GOAL OF THE EXERCISE: Work through the data below and copy out every line where "flag" is found.
········
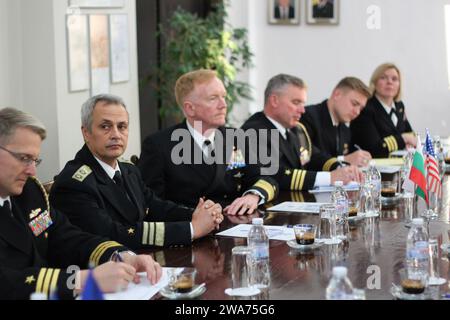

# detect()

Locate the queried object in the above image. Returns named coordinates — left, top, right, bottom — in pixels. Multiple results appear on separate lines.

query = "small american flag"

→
left=425, top=130, right=442, bottom=198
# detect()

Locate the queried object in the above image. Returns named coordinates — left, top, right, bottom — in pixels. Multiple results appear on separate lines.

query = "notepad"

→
left=373, top=158, right=404, bottom=166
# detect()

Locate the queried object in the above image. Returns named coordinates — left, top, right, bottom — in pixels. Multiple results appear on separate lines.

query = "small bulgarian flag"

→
left=408, top=137, right=428, bottom=204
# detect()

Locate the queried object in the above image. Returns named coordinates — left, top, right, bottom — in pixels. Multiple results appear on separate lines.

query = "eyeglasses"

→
left=0, top=145, right=42, bottom=167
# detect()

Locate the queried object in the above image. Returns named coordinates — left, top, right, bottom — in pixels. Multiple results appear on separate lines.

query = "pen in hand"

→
left=354, top=144, right=362, bottom=151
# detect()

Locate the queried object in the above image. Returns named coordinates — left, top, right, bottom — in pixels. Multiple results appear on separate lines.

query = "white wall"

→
········
RESPONSE AREA:
query = "small american flag"
query = "small bulgarian flag"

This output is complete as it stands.